== Voltooi het volgende ==
**a.** Hoe luidt de zin „De deskundige van Lloyds verklaarde, dat het onmogelijk was het schip te redden." uit de tekst over de Gerco in het Engels?
**b.** Kun je de alinea uit de tekst over de Gerco die begint met „NvhN 28-03-1940: Het m.s." herschrijven als een korte opsomming met de belangrijkste feiten?
**c.** Wil je de tekst over de stranding van de Gerco oppakken waar hij ophoudt en verder schrijven?

== Documentfragment ==
▬▬▬▬▬▬

1940-02-00: |
Op 06.02.1940, onderweg van Blyth naar Antwerpen, bij Cullercoats op de rotsen gelopen en geabandoneerd. Het wrak is verkocht. 1946 gelicht en rerepareerd.
NvhN 28-03-1940: Het m.s. „Gerco" verloren? Het Groninger motorschip „Gerco", groot 147 bruto reg. ton, toebehoorende aan de reederij G. Slump te Delfzijl, dat twee maanden geleden in de Tynemouthbaai op de kust voer, is gisteren op de rivier de Tees binnengekomen. De deskundige van Lloyds verklaarde, dat het onmogelijk was het schip te redden. De inspecteurs verklaarden het schip volkomen wrak en de verzekeringsmaatschappij betaalde de verzekeringssom. Kapitein en bemanning keerden naar Nederland terug. Het wrak werd voor een paar honderd pond sterling opgekocht. Het zal worden verbouwd tot Britsch koopvaardij schip.
De Tijd 07-09-1940: Stranding van het m.s. Gerco. De Raad voor de Scheepvaart heeft een onderzoek ingesteld naar de oorzaak van de stranding van het motorschip Gerco, op 6 Februari j.l. even benoorden de rivier de Tyne. Hiertoe was opgeroepen de 25-jarige kapitein. Deze verklaarde om kwart voor vier des namiddags met een lading kolen van Blyth naar Antwerpen te zijn vertrokken. Met het oog op de hooge zeëen had de kapitein, die reeds verscheidene malen op Noord- Engeland gevaren heeft, den locds reeds binnen de havenpieren van boord gezet. Hij had instructies van de Engelsche autoriteiten gekregen over de te volgen route. Het zicht was slecht. Tweemaal zag de kapitein het licht van St. Mary. Hij bleef Zuidoost sturen bij sterk verminderde vaart.

▬▬▬▬▬▬

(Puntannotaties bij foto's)
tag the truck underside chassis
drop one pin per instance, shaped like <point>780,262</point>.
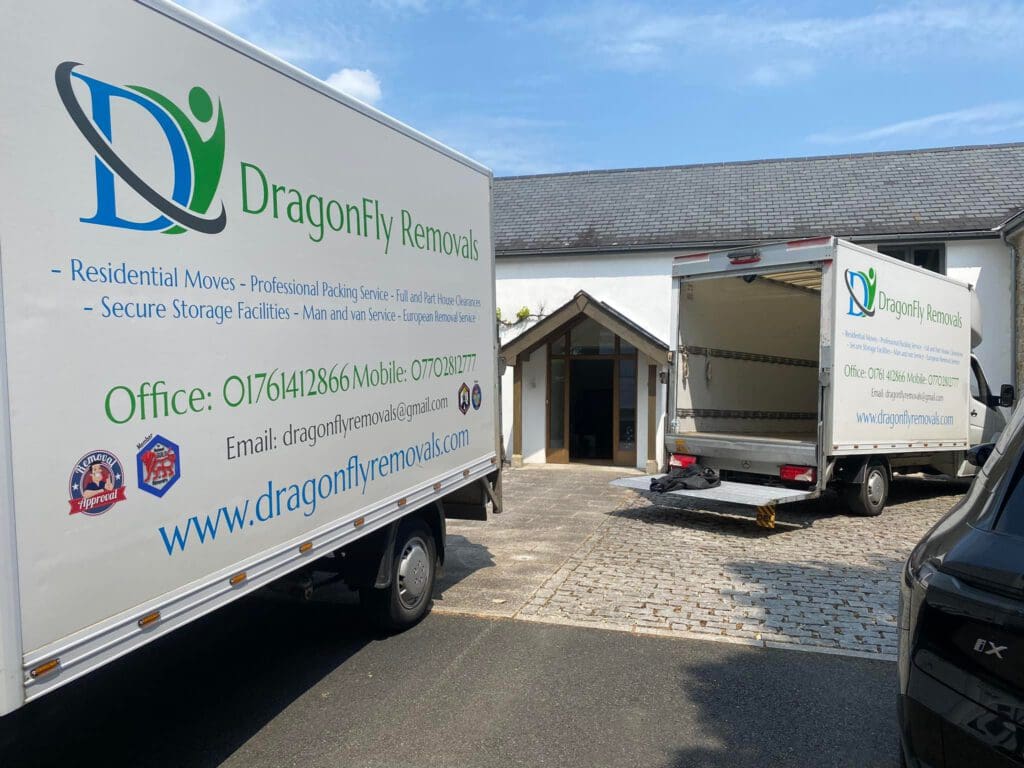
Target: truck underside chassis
<point>394,568</point>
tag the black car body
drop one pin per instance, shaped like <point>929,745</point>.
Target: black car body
<point>962,625</point>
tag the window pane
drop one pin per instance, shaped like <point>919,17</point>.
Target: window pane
<point>897,252</point>
<point>590,338</point>
<point>627,404</point>
<point>556,411</point>
<point>930,258</point>
<point>558,344</point>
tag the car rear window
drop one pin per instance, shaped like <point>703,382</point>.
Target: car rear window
<point>1011,519</point>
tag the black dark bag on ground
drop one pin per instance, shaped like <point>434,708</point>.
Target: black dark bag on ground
<point>693,477</point>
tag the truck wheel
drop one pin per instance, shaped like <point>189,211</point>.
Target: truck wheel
<point>868,498</point>
<point>414,566</point>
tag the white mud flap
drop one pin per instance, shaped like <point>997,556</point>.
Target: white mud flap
<point>764,498</point>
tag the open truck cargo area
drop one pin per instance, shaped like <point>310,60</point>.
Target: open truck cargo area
<point>818,364</point>
<point>246,332</point>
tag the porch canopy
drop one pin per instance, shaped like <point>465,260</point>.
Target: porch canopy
<point>583,305</point>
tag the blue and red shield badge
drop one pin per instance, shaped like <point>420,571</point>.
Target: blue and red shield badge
<point>159,465</point>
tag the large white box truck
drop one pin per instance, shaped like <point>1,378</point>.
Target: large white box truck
<point>818,364</point>
<point>247,331</point>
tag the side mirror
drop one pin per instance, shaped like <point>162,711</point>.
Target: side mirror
<point>979,454</point>
<point>1007,395</point>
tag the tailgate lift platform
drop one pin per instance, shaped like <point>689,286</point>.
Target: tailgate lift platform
<point>764,498</point>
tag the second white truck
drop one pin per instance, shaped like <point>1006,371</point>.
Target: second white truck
<point>246,332</point>
<point>818,364</point>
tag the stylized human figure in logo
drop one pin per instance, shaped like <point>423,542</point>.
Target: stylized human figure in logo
<point>99,480</point>
<point>196,163</point>
<point>207,155</point>
<point>866,284</point>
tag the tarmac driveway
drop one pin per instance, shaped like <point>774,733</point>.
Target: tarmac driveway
<point>570,549</point>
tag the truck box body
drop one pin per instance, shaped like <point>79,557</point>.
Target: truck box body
<point>246,320</point>
<point>806,352</point>
<point>753,352</point>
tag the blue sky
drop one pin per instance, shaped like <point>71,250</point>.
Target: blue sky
<point>534,87</point>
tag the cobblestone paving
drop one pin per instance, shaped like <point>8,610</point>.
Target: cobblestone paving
<point>821,580</point>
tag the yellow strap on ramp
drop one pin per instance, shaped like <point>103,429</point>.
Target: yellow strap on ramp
<point>766,515</point>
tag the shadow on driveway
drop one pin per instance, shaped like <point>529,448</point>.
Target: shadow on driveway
<point>797,710</point>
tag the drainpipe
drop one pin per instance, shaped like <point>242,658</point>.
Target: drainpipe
<point>1014,258</point>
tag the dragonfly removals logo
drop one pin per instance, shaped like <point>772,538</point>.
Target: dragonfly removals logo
<point>862,288</point>
<point>196,163</point>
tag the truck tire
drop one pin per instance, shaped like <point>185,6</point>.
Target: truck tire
<point>868,498</point>
<point>414,566</point>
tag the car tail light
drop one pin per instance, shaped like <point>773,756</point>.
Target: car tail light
<point>682,460</point>
<point>791,473</point>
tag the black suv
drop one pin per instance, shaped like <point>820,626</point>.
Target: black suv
<point>962,623</point>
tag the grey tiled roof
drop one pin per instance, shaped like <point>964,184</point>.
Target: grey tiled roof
<point>953,189</point>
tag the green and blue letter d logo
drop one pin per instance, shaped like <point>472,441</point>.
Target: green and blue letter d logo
<point>197,163</point>
<point>861,287</point>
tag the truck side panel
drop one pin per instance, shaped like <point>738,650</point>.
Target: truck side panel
<point>246,324</point>
<point>11,690</point>
<point>900,380</point>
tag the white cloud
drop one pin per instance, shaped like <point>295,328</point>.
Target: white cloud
<point>976,121</point>
<point>222,12</point>
<point>782,73</point>
<point>509,145</point>
<point>400,5</point>
<point>360,84</point>
<point>631,37</point>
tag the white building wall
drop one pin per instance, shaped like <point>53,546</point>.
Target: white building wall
<point>986,265</point>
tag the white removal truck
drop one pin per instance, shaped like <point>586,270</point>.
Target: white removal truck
<point>248,331</point>
<point>818,364</point>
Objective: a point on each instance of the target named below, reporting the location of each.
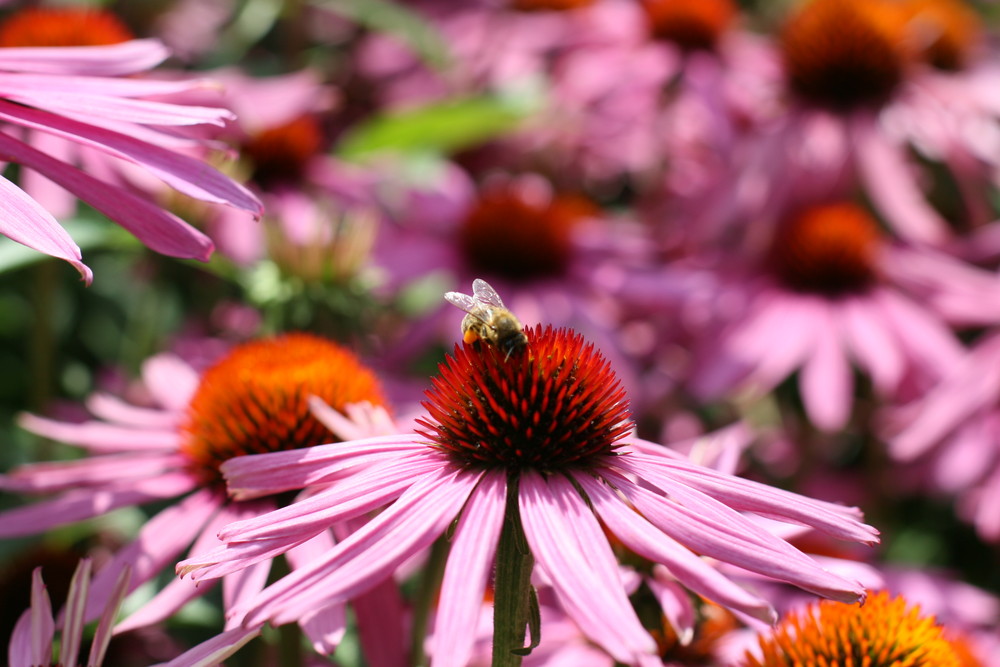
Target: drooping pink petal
(839, 521)
(160, 230)
(101, 438)
(157, 545)
(870, 343)
(87, 503)
(130, 57)
(73, 613)
(22, 219)
(370, 554)
(181, 172)
(649, 542)
(212, 652)
(568, 543)
(102, 635)
(276, 472)
(469, 564)
(93, 471)
(710, 528)
(327, 626)
(113, 409)
(349, 498)
(892, 185)
(826, 381)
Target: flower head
(884, 632)
(545, 428)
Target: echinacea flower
(63, 105)
(819, 299)
(884, 632)
(538, 441)
(254, 399)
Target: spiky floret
(554, 404)
(63, 26)
(884, 632)
(255, 400)
(828, 249)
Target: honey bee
(486, 319)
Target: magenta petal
(567, 542)
(181, 172)
(469, 564)
(22, 219)
(155, 547)
(87, 503)
(129, 57)
(371, 553)
(649, 542)
(892, 185)
(162, 231)
(212, 652)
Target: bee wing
(486, 294)
(463, 301)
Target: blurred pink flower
(245, 401)
(566, 457)
(819, 299)
(61, 105)
(955, 428)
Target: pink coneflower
(858, 98)
(254, 399)
(956, 425)
(67, 97)
(528, 457)
(819, 300)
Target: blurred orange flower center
(63, 26)
(280, 154)
(828, 249)
(842, 54)
(691, 24)
(884, 632)
(255, 400)
(511, 234)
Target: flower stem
(512, 586)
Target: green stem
(512, 586)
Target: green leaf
(388, 17)
(442, 127)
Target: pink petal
(212, 652)
(871, 343)
(567, 542)
(22, 219)
(370, 554)
(266, 474)
(892, 184)
(469, 564)
(157, 545)
(92, 471)
(181, 172)
(351, 497)
(126, 58)
(826, 382)
(102, 438)
(83, 504)
(649, 542)
(162, 231)
(710, 528)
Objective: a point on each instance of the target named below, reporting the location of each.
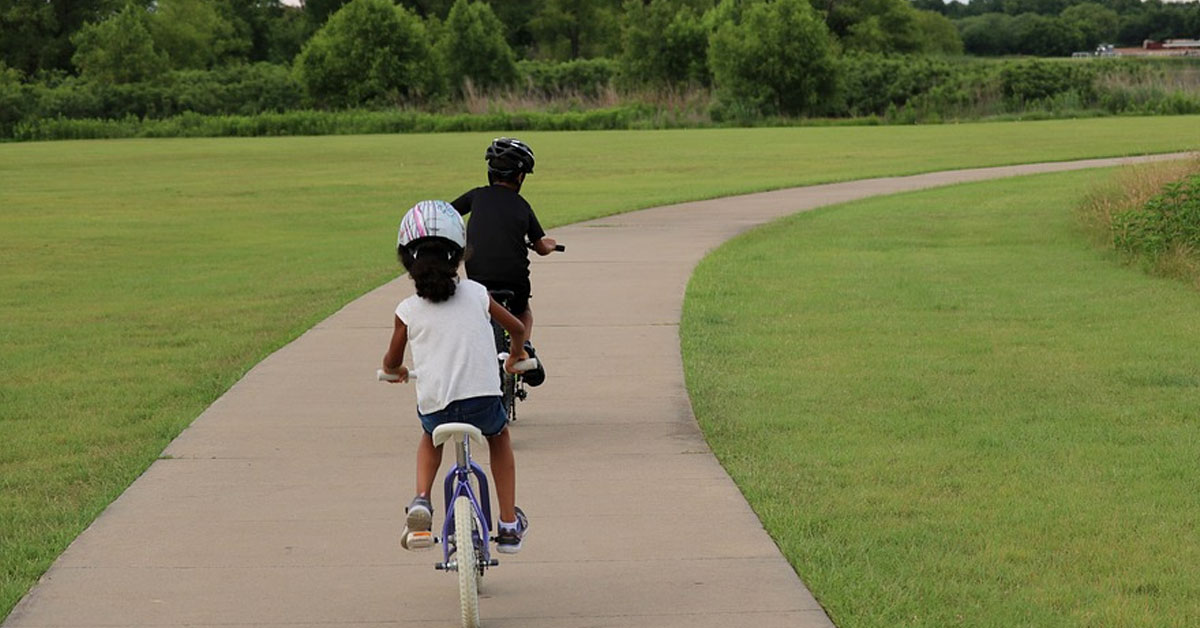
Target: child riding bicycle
(502, 222)
(448, 326)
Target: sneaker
(535, 376)
(509, 540)
(418, 525)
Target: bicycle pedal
(420, 540)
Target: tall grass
(948, 410)
(1126, 214)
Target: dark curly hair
(433, 265)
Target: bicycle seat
(502, 295)
(451, 430)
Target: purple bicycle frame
(457, 483)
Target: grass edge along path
(949, 408)
(162, 270)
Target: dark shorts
(486, 413)
(520, 300)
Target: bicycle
(468, 510)
(513, 387)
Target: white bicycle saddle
(449, 430)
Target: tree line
(1055, 28)
(749, 59)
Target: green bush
(118, 49)
(664, 43)
(1035, 79)
(871, 83)
(473, 48)
(1168, 221)
(240, 89)
(587, 77)
(369, 52)
(777, 59)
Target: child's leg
(429, 459)
(504, 473)
(527, 320)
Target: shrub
(473, 47)
(664, 43)
(1030, 81)
(870, 83)
(1168, 221)
(778, 59)
(118, 49)
(588, 77)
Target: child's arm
(545, 245)
(395, 356)
(516, 333)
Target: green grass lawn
(142, 277)
(949, 408)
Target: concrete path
(283, 502)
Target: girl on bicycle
(454, 352)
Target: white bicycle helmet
(432, 219)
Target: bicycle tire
(509, 390)
(467, 561)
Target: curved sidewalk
(282, 504)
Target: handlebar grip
(527, 364)
(383, 376)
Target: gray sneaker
(418, 525)
(509, 540)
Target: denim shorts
(486, 413)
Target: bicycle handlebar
(527, 364)
(522, 366)
(559, 247)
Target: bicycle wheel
(509, 392)
(468, 564)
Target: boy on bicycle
(502, 222)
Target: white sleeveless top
(454, 350)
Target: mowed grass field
(949, 408)
(143, 277)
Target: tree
(777, 59)
(575, 29)
(36, 34)
(370, 51)
(664, 42)
(473, 47)
(118, 49)
(991, 34)
(1097, 23)
(515, 15)
(937, 34)
(1047, 36)
(198, 34)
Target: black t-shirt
(501, 221)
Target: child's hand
(510, 363)
(401, 374)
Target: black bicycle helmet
(508, 156)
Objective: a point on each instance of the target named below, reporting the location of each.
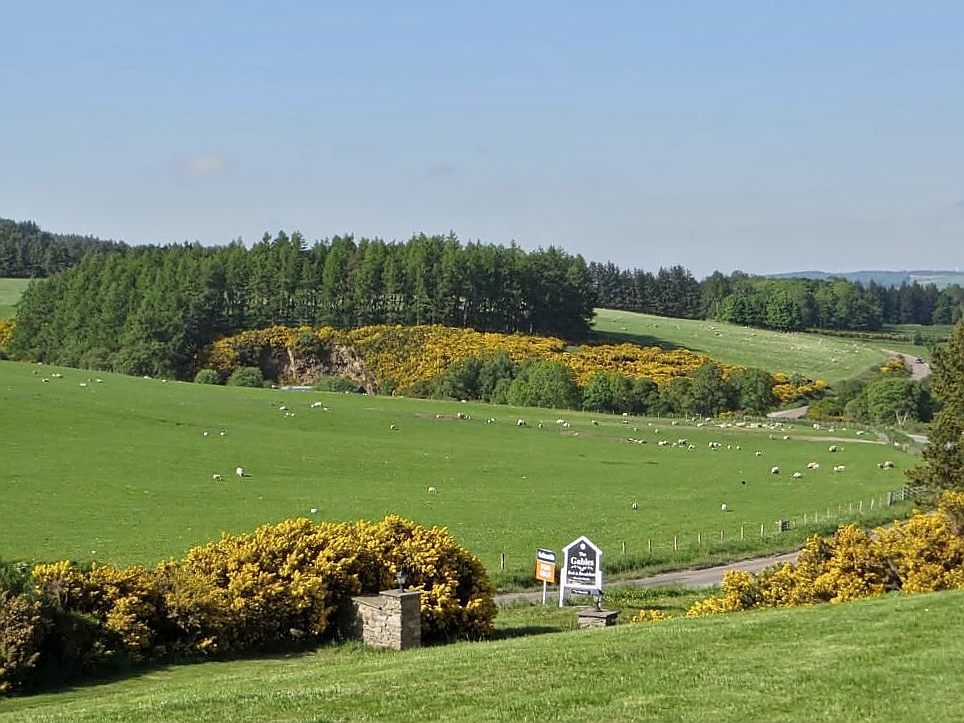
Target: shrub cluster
(277, 588)
(919, 555)
(432, 360)
(6, 334)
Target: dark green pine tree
(943, 467)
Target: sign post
(545, 569)
(581, 568)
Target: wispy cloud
(441, 170)
(205, 165)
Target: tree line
(27, 252)
(784, 304)
(151, 309)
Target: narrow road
(918, 369)
(704, 577)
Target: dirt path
(704, 577)
(918, 369)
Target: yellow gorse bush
(919, 555)
(6, 332)
(267, 589)
(407, 355)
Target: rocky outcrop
(291, 366)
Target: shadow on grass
(524, 631)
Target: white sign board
(581, 568)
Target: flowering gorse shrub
(277, 587)
(6, 332)
(402, 357)
(919, 555)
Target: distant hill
(940, 279)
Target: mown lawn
(897, 658)
(120, 470)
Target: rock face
(293, 367)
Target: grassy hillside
(10, 293)
(896, 658)
(121, 471)
(811, 355)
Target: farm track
(695, 577)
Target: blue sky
(762, 136)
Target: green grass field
(812, 355)
(896, 658)
(10, 292)
(121, 471)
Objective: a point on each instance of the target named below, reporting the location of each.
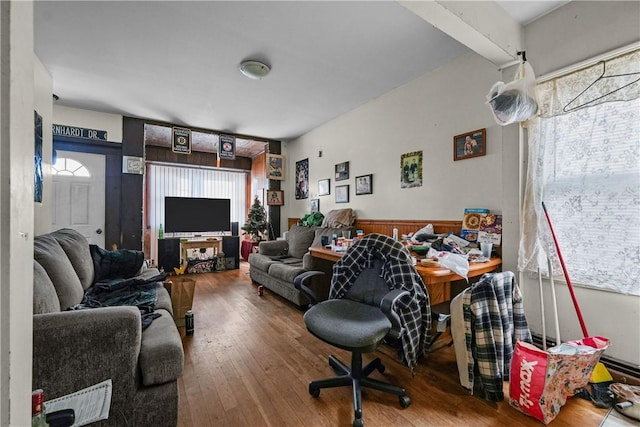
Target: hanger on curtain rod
(568, 109)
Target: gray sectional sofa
(74, 349)
(278, 262)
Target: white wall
(586, 29)
(112, 123)
(43, 86)
(423, 115)
(16, 211)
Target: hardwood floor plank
(250, 361)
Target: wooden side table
(247, 248)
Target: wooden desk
(438, 280)
(216, 244)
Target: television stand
(214, 243)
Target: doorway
(79, 194)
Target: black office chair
(364, 311)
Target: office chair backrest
(369, 287)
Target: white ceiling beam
(482, 26)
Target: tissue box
(471, 223)
(490, 229)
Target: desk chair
(357, 322)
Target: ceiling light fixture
(254, 69)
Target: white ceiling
(177, 61)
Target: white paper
(90, 404)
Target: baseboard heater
(611, 363)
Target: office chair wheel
(405, 401)
(314, 392)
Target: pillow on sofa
(299, 239)
(320, 232)
(337, 218)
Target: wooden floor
(251, 359)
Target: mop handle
(566, 275)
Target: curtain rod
(186, 165)
(588, 62)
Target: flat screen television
(196, 215)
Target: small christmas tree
(257, 223)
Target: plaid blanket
(399, 273)
(494, 320)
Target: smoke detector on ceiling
(254, 69)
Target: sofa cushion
(161, 354)
(76, 246)
(260, 262)
(48, 252)
(337, 218)
(45, 299)
(286, 272)
(300, 239)
(326, 231)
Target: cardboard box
(181, 290)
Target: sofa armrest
(274, 247)
(75, 349)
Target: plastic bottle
(38, 416)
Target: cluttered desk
(437, 279)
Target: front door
(79, 194)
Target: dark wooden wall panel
(404, 226)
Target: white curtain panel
(585, 166)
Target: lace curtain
(585, 166)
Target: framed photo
(275, 197)
(470, 144)
(302, 179)
(342, 194)
(342, 171)
(315, 205)
(275, 167)
(323, 187)
(363, 184)
(411, 170)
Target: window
(69, 167)
(584, 164)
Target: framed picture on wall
(275, 197)
(363, 184)
(323, 187)
(470, 144)
(302, 179)
(342, 171)
(275, 166)
(411, 170)
(342, 194)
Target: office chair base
(356, 376)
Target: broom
(600, 373)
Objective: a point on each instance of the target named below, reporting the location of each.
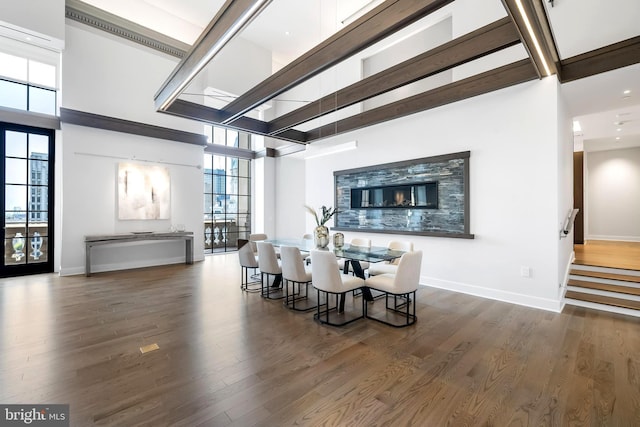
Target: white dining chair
(402, 285)
(269, 266)
(390, 267)
(330, 282)
(296, 274)
(356, 243)
(253, 238)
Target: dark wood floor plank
(228, 358)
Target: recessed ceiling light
(576, 126)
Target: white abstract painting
(144, 192)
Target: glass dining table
(352, 255)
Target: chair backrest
(326, 276)
(267, 258)
(401, 245)
(292, 264)
(407, 276)
(361, 242)
(253, 238)
(247, 257)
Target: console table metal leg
(87, 260)
(189, 251)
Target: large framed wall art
(428, 196)
(144, 192)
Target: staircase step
(600, 299)
(605, 287)
(601, 275)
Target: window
(227, 193)
(26, 84)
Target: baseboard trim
(612, 238)
(101, 268)
(499, 295)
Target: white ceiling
(291, 27)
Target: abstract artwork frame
(144, 192)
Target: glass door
(27, 199)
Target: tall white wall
(45, 17)
(290, 185)
(108, 76)
(515, 171)
(613, 194)
(565, 254)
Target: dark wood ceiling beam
(601, 60)
(493, 37)
(499, 78)
(194, 111)
(232, 17)
(547, 52)
(384, 20)
(97, 18)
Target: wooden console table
(91, 241)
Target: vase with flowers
(321, 232)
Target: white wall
(108, 76)
(612, 181)
(45, 17)
(515, 172)
(565, 254)
(89, 198)
(290, 181)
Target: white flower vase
(321, 236)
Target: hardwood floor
(229, 358)
(604, 253)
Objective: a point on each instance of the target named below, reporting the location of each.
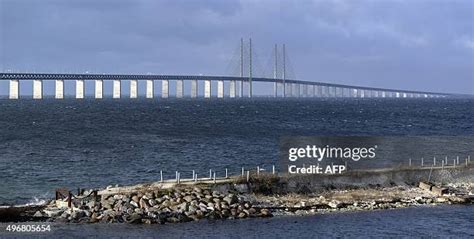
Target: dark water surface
(70, 143)
(422, 222)
(94, 143)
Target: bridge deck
(48, 76)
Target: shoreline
(236, 198)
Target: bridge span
(237, 87)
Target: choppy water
(94, 143)
(423, 222)
(48, 144)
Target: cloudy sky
(407, 44)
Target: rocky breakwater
(158, 206)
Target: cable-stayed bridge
(227, 86)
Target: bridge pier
(311, 91)
(232, 89)
(194, 89)
(179, 88)
(116, 89)
(133, 89)
(79, 89)
(207, 89)
(241, 89)
(318, 91)
(220, 89)
(99, 89)
(275, 89)
(14, 89)
(150, 92)
(59, 89)
(165, 88)
(37, 89)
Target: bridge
(237, 86)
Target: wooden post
(69, 200)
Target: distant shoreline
(264, 195)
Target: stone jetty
(155, 206)
(257, 195)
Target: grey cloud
(424, 45)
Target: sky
(404, 44)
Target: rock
(241, 188)
(76, 214)
(38, 214)
(252, 211)
(231, 199)
(441, 200)
(143, 204)
(265, 212)
(106, 204)
(135, 199)
(135, 204)
(53, 212)
(334, 204)
(152, 202)
(188, 198)
(133, 218)
(93, 218)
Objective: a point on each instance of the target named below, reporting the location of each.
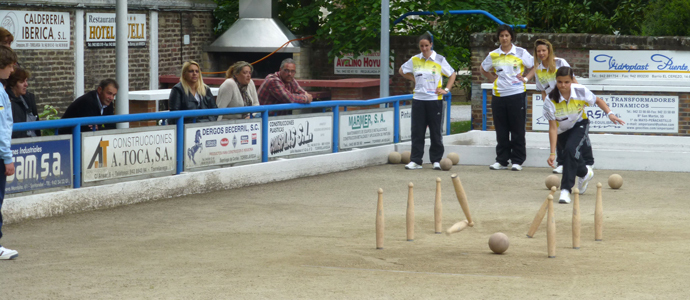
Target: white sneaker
(583, 182)
(565, 197)
(498, 166)
(7, 253)
(413, 166)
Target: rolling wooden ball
(454, 157)
(615, 181)
(552, 180)
(394, 158)
(498, 242)
(446, 164)
(405, 157)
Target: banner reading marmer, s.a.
(131, 152)
(224, 143)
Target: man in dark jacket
(93, 104)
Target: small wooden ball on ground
(405, 157)
(615, 181)
(446, 164)
(394, 158)
(498, 242)
(552, 180)
(454, 157)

▬▬▬▬▬▬

== Resultaten van opdrachten ==
**a.** The Lloyd's expert stated that it was impossible to save the ship.

**b.**
- Het Groninger motorschip „Gerco" (147 bruto reg. ton) was van de rederij G. Slump in Delfzijl.
- Twee maanden eerder was het in de Tynemouthbaai op de kust gelopen.
- Het schip is op de rivier de Tees binnengekomen.
- Volgens de deskundige van Lloyds was redden onmogelijk.
- De inspecteurs verklaarden het schip volkomen wrak, en de verzekeringsmaatschappij betaalde de verzekeringssom uit.
- Kapitein en bemanning keerden terug naar Nederland.
- Het wrak werd voor een paar honderd pond sterling opgekocht.
- Het schip zal worden verbouwd tot Brits koopvaardijschip.

**c.**
Kort na 5 uur dienzelfden middag stootte het schip plotseling aan stuurboord aan de achterzijde. De kapitein haalde nog met volle kracht naar bakboord uit in de hoop het schip vrij te krijgen, doch het bleek tevergeefsch. Toen het schip vastzat, was volgens den kapitein niets van de kust te zien. Een der leden van den Raad wees den kapitein er op, dat een omhalen naar bakboord niet juist was en dat het wellicht beter ware geweest, de machines op volle kracht achteruit te zetten om het schip zoodoende vrij te krijgen. De Raad zal nader uitspraak doen.
NvhN 12-10-1940: Uitspraak Raad voor de Scheepvaart. Stranding m.s. „Gerco".
De Raad voor de Scheepvaart deed gisteren uitspraak inzake de stranding tijdens mist van het motorschip „Gerco" op de Oostkust van Engeland op 6 Februari 1940. De Raad is van oordeel, dat de jeugdige kapitein te veel op zichzelf heeft vertrouwd en daarom de noodige controle op de door hem gevolgde navigatie heeft achterwege gelaten. Hij voer langs een kust, die zeer goed aan te looden was. Indien hij, nadat het vuur van St. Mary gezien was, had gelood, zou hij zeef zeker tijdig bemerkt hebben, dat hij te weinig water had gehad en was de ramp, die tot het verlies van het schip heeft geleld, voorkomen. De plicht om te looden was hier in elk geval aanwezig. Daarbij komt nog, dat de wind Zuidoost was en ook de deining uit Oostelijke richting kwam, zoodat er voor den kapitein alle reden was om met de kans op inzetten rekening te houden.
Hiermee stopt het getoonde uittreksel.